> Set tasks
a) Answer each question briefly using the text below on mixing real pianos, one answer a line, marked to match.
(i) Which plug-in sits on Insert B?
(ii) According to the text, why are virtual piano instruments easier to mix than real pianos?
(iii) What does the Air band help do?
b) Summarize the text below on mixing real pianos in two sentences.

> Document
Last week I shared my techniques for recording an upright acoustic piano. This week I am following it up and share the plug-in chain I use for mixing real pianos.
Mixing a real piano is much more challenging than mixing a virtual instrument of a piano as VI's are generally developed to sound big and balanced straight out of the box. Real pianos need some gentle mixing so that they can sit well and also still sound natural in a context of a mix.
Insert A - Nugen Audio Monofilter
This is a very powerful tool for centring low-end bass in a stereo track whilst leaving the mids and highs in stereo. It defines the low-end energy that a piano breathes when played. This low end energy is prone to muddying up a mix so Monofilter makes it very easy to centre the rumble and attenuate it similar to a high pass filter. Check out Mike's review of the Mono Filter as part of his Nugen Audio StereoPack review and my tutorial How To Focus Stereo Keyboard Sub Bass Using the NUGEN Audio Monofilter Plug-in.
Insert B - Maag EQ4
This is such a beautiful EQ as it helps me shape a piano's tone to the context of whatever mix I work on The Air band helps to lift the pianos sparkle without having to increase the level of the whole piano in the mix. Check out Russ's Maag EQ4 Show & Tell Review.
Insert C - SPL Transient Designer
Yes transient designers are useful on many instruments, not just drums. The transient designer helps to control the attack of notes either pushing the performance into the speakers or back. This is a great tool for adding some extra bite. The SPL works well when a mix is piano heavy as I've found automating the "Attack" to be more punchy for filler/solo parts then rolled back to be softer for verses thus leaving room for vocals.

> Material
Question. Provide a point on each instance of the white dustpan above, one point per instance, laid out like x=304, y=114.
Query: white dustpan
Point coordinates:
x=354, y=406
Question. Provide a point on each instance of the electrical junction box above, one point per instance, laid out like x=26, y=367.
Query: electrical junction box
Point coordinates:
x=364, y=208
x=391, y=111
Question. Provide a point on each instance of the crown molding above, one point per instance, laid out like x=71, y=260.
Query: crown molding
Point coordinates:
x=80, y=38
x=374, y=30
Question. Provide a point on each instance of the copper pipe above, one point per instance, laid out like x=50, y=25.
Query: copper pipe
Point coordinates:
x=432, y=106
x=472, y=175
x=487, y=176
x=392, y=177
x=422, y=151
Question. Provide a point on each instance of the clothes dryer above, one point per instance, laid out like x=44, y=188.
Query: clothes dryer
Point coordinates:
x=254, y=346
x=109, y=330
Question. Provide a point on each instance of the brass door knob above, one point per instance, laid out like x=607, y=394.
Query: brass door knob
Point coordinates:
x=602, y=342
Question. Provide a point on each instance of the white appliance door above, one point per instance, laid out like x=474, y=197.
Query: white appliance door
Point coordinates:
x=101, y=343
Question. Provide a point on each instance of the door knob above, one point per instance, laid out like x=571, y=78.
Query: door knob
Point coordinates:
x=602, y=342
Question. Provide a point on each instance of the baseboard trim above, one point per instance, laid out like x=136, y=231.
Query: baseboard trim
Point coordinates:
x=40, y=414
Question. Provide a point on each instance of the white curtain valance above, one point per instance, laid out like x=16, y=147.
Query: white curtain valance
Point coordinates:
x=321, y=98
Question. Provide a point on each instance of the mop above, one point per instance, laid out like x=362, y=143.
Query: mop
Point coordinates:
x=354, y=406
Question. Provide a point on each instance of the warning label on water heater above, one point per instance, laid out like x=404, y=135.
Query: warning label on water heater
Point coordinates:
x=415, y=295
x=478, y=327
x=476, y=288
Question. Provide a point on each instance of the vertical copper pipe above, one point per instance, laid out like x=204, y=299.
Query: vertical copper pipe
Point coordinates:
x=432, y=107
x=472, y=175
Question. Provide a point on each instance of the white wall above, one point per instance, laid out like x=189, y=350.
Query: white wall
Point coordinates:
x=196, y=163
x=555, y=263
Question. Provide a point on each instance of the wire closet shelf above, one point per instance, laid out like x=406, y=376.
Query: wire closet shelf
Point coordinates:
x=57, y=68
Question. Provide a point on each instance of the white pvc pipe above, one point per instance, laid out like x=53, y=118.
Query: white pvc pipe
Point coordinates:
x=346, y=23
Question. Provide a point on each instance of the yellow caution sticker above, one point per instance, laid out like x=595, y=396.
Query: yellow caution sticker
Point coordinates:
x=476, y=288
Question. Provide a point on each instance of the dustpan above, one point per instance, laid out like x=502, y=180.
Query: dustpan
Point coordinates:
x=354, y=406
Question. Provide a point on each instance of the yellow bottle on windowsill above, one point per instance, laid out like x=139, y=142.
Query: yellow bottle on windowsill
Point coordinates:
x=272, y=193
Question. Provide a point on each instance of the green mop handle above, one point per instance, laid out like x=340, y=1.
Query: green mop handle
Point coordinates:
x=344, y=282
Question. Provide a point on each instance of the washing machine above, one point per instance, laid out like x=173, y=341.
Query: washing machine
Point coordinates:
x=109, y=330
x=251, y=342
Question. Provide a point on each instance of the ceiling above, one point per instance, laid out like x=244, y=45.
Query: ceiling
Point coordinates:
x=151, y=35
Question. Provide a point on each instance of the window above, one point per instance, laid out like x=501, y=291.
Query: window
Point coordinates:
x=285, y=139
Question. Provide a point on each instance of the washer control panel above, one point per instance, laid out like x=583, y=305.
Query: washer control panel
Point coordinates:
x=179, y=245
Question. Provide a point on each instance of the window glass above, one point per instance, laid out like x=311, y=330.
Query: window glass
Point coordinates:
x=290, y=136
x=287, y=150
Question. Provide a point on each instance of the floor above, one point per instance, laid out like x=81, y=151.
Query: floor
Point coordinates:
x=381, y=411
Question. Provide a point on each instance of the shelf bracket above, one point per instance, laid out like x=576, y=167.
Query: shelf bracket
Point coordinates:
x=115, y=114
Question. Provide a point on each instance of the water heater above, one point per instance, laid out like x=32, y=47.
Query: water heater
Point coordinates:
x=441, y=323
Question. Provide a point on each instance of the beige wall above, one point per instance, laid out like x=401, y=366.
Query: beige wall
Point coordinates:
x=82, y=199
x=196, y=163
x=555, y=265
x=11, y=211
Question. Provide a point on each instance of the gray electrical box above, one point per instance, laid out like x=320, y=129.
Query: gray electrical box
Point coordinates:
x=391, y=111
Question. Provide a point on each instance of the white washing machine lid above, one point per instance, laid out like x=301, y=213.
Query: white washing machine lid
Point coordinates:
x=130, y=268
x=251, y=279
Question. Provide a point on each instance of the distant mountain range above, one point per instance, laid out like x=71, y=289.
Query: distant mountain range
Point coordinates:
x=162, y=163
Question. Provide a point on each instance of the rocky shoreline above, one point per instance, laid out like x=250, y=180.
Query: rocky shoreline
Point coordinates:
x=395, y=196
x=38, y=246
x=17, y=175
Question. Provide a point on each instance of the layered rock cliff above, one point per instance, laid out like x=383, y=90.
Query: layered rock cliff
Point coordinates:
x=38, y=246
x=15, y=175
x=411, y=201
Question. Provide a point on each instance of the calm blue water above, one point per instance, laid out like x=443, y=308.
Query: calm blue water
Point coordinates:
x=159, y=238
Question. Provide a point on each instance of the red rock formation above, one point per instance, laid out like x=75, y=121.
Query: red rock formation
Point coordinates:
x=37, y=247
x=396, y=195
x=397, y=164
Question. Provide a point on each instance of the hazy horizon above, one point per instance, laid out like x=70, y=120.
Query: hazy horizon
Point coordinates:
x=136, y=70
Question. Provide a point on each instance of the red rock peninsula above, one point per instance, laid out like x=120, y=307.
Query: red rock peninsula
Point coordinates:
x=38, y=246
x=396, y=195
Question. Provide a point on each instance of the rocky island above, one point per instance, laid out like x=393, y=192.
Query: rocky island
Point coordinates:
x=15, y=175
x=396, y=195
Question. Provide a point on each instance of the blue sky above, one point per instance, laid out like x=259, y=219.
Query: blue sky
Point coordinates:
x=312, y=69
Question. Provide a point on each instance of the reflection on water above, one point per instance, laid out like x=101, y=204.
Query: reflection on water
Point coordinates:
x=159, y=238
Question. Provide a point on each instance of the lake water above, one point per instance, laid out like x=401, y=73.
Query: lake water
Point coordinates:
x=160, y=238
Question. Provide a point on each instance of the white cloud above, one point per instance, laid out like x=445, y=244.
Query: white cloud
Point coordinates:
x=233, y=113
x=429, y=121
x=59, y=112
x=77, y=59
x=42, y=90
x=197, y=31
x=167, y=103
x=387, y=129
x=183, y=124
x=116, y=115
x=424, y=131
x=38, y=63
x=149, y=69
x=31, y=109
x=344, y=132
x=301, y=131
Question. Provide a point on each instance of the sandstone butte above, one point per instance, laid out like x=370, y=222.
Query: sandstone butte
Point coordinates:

> The responses
a)
(i) The Maag EQ4.
(ii) They are generally developed to sound big and balanced straight out of the box.
(iii) It lifts the piano's sparkle without raising the level of the whole piano in the mix.

b) Real pianos are more challenging to mix than virtual piano instruments and need gentle mixing so they sit well and still sound natural in a mix, so the writer shares the plug-in chain used for them. The chain uses the Nugen Audio Monofilter to center and attenuate low-end rumble, the Maag EQ4 to shape tone and lift sparkle with its Air band, and the SPL Transient Designer to control the attack of notes.